**WHAT NEEDS TO BE DONE**
All lines from the one containing "Where can you see the fog" through the end of the data below are to be transcribed exactly. Leave out the rest.
++++++++++
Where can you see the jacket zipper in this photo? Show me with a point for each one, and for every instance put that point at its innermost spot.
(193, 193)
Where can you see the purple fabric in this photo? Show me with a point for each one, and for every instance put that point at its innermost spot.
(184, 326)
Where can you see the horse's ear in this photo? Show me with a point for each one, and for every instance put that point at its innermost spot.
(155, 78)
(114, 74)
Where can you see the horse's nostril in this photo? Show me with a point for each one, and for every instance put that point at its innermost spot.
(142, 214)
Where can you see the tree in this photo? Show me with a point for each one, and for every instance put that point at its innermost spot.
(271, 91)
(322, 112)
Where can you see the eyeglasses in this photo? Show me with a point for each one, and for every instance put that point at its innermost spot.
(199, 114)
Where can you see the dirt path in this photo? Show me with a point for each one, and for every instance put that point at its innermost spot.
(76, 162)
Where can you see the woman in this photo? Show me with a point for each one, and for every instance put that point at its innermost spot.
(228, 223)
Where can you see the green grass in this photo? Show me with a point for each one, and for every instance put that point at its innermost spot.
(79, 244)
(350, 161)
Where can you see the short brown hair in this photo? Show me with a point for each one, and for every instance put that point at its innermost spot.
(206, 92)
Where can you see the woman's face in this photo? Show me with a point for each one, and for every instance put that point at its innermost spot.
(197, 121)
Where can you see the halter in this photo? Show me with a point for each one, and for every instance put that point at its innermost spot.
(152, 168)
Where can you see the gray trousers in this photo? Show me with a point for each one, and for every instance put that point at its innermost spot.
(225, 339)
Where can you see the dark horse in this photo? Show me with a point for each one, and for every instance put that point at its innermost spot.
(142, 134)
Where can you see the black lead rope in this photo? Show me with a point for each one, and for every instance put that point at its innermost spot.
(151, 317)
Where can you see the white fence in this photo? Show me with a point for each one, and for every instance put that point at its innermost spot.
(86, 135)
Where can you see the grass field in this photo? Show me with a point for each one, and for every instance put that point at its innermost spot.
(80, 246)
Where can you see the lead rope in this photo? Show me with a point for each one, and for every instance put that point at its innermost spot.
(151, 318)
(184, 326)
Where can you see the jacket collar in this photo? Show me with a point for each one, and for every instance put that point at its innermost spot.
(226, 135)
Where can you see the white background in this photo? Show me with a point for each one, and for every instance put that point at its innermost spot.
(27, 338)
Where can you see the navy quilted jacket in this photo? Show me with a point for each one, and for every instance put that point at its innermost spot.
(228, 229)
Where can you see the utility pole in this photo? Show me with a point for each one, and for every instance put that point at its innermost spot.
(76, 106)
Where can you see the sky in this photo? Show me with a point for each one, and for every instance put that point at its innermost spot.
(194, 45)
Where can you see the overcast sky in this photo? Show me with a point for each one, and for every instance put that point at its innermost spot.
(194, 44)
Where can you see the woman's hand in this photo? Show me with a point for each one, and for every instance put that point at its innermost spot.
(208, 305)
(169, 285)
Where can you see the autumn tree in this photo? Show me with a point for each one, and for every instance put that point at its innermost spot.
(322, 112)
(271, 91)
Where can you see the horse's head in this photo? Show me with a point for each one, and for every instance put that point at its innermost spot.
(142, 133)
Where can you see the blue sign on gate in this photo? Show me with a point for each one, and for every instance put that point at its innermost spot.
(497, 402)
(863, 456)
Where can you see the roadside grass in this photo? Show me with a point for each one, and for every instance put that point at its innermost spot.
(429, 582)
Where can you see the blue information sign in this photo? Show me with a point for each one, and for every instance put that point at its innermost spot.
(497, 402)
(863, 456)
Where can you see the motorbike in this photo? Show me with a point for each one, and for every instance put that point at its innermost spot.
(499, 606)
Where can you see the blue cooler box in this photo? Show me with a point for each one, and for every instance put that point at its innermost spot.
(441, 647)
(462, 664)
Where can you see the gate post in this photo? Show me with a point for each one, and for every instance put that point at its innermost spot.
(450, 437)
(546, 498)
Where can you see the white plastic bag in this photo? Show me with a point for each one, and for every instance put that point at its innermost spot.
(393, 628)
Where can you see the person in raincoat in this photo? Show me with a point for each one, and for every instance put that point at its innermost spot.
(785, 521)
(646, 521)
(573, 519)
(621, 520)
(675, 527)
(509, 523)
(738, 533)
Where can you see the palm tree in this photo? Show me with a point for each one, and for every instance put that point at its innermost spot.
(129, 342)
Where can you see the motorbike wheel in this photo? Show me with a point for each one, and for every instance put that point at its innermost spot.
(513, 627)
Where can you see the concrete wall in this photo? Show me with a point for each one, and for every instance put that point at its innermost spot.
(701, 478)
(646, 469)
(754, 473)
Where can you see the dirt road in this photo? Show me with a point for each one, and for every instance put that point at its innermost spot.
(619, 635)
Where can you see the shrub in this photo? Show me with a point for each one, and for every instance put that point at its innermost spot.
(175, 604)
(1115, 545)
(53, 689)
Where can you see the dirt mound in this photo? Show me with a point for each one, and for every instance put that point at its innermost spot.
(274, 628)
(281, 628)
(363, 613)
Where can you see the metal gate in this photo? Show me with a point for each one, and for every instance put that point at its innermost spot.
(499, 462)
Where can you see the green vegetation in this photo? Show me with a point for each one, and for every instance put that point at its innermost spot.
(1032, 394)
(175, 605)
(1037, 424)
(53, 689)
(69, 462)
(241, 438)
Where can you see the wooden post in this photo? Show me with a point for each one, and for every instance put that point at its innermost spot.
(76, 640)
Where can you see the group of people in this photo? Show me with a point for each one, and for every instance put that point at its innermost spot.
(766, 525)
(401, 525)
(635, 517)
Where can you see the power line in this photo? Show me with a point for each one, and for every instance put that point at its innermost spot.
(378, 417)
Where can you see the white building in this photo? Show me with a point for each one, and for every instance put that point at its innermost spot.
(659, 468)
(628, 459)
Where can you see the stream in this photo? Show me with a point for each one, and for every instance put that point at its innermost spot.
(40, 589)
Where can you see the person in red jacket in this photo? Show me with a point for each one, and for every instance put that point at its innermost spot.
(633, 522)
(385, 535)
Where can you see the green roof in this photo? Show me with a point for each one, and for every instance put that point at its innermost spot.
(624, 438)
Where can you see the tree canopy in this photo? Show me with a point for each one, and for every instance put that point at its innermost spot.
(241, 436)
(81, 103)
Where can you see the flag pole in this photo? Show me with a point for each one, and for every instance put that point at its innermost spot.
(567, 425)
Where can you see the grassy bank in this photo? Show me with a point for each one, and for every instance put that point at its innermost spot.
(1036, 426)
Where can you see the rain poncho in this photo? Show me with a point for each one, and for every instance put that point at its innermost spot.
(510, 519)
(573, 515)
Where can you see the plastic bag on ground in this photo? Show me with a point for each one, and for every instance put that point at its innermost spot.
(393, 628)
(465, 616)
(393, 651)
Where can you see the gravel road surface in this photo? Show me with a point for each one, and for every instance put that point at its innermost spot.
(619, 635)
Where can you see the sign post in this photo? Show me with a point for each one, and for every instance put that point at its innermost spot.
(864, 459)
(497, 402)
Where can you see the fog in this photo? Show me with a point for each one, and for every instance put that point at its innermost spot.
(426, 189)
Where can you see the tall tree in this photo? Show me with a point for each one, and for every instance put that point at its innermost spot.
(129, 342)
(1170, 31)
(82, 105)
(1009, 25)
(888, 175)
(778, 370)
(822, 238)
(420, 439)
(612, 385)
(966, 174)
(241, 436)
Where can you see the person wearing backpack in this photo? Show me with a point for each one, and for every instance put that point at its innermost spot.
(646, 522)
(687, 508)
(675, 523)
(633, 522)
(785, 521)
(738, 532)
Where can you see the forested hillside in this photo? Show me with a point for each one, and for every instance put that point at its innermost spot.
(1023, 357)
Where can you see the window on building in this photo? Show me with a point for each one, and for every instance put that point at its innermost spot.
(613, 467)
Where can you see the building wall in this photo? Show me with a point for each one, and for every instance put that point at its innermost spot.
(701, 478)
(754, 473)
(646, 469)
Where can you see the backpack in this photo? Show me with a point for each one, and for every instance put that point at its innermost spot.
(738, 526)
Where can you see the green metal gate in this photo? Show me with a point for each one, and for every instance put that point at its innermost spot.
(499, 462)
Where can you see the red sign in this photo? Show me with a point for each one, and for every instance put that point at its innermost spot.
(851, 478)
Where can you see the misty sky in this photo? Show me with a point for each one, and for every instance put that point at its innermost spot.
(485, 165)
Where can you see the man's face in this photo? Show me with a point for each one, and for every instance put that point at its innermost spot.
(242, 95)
++++++++++
**TASK OUTPUT**
Where can you see the fog in this photo? Show me with a point for each one, and for every instance put that point at its innermost spot.
(426, 189)
Where can you see the tall tree in this photo? Show me with a point for each one, and for every instance put that point at its innermost spot.
(129, 342)
(1170, 31)
(82, 105)
(1009, 25)
(888, 175)
(778, 370)
(822, 238)
(420, 439)
(612, 385)
(966, 174)
(241, 436)
Where can you see the person wearing backpack in this photo? Show me with a point for each one, and for every instance put that point at its innermost spot.
(646, 522)
(687, 508)
(675, 523)
(633, 522)
(785, 521)
(738, 532)
Where can you see the forested hillside in this photo? Show me with a point for each one, and for every instance put that point at its innermost spot.
(1023, 357)
Where can you see the window on building in this photo? Show me with a point for each one, and for every instance put that point at its innermost spot.
(613, 467)
Where can you see the building wall in this photo? Show me with a point for each one, and for every instance put that point at its innermost spot.
(701, 478)
(754, 473)
(646, 469)
Where can you see the backpack in this photo? Show me with a point for each one, and for every instance put that point at its innermost spot.
(738, 526)
Where can you see the green metal gate in this photo? Show me with a point for each one, and for every instance put that point at its innermost spot.
(499, 462)
Where can you see the red sign in this photo? Show me with a point for each one, and for every instance put that point at its innermost spot.
(851, 478)
Where can you see the misty sky in this photo? Show me with a point for each one, and for every instance put that point at its innermost spot.
(485, 165)
Where can you see the man's face in this photo? Show me with a point for each one, and for every instance put that point at its innermost spot.
(242, 95)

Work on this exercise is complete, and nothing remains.